PROVIDED TEXT:
# Converted Theatre Space



## HomeGrown (Feb 10, 2015)

Hello,

I am looking into converting a loft/ storefront space in NYC into a theatre space/ studio and was wondering what was involved/ what things I need to look into other than the obvious:

-Grid (also wondering what this particular item will cost)
-Lighting instruments
-Dimmers
-Light/ Sound Board
-Sound System
-Seating
-Sound Proofing
-Soft goods
-Rent/ utilities/ insurance expenses

I know this is a huge undertaking and would love some initial guidance. Were looking at space roughly 30x40ft with 12ft-15ft ceilings.

Thanks to everyone for the help!


----------



## Edrick (Feb 10, 2015)

Estimated budget? What is the source of funding? Types of shows? Target audience? For profit? Non profit? Group of friends or a regular business endeavour? 

Are some of the questions I have for you to help with what you asked above


----------



## HomeGrown (Feb 10, 2015)

Edrick said:


> Estimated budget? What is the source of funding? Types of shows? Target audience? For profit? Non profit? Group of friends or a regular business endeavour?
> 
> Are some of the questions I have for you to help with what you asked above




Edrick said:


> Estimated budget? What is the source of funding? Types of shows? Target audience? For profit? Non profit? Group of friends or a regular business endeavour?

INFORMATION SUPPLIED:
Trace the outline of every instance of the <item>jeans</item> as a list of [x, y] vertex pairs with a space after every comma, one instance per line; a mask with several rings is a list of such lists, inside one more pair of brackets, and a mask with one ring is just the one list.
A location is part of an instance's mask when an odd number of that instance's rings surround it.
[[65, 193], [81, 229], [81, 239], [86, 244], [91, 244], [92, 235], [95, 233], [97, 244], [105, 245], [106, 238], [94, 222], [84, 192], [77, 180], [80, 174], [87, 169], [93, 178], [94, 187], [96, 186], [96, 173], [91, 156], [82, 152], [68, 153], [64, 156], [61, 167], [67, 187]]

OBJECTIVES:
#1 According to the theatre-conversion thread, what are the approximate dimensions and ceiling height of the space HomeGrown is considering?
#2 Decide whether each statement agrees with the theatre-conversion thread, answering yes or no and quoting the words that settle it. (a) The space HomeGrown wants to convert is in NYC. (b) Edrick asks whether the venture would be for profit or nonprofit. (c) Seating is missing from HomeGrown's list of items.
#3 Continue the theatre-conversion thread from the point where it ends.

PER-TASK ANSWERS:
#1 Roughly 30x40ft with 12ft-15ft ceilings.

#2
(a) Yes: "converting a loft/ storefront space in NYC"
(b) Yes: "For profit? Non profit?"
(c) No: "-Seating"

#3
> 
> Are some of the questions I have for you to help with what you asked above


we are looking at spending 6-8k a month on rent, plus insurance an utilities. The goal for the space is for its primary function to be a rental facility, it will have a theatre and 2 rehearsal studios that can be rented for performances, rehearsals, auditions, shoots, events, etc. There will also be a resident theatre company run by those of us operating the theater that will produce a 3-4 show season each running for 3 weeks. It will be a non-profit space hoping to provide affordable rental to arts organizations. It will be run by a group of us that have become friends over time as frequent collaborators. While I would consider us a group of friends, we were collaborators first and have been used to the environment of producing theatre together for a decent length of time.


----------



## Edrick (Feb 10, 2015)

Do you guys have an estimated budget for startup or method for acquiring capital?


----------



## HomeGrown (Feb 10, 2015)

Edrick said:


> Do you guys have an estimated budget for startup or method for acquiring capital?


We don't have a complete estimated startup budget yet, were in the process of creating one. Best guess is that it's going to be 30k plus the first few months rent, but that may turn out to be low. We do have a way of paying for the startup though, if a couple of angel donors come through which is looking likely.


----------



## Edrick (Feb 10, 2015)

How about employee salaries? How will the people working on this project be able to focus on it without needing additional jobs? 

All these are questions I've been asked and I've been through the process you're looking at. So these questions I'm asking aren't to discourage as I'm just bouncing ideas and questions to you to add to your list.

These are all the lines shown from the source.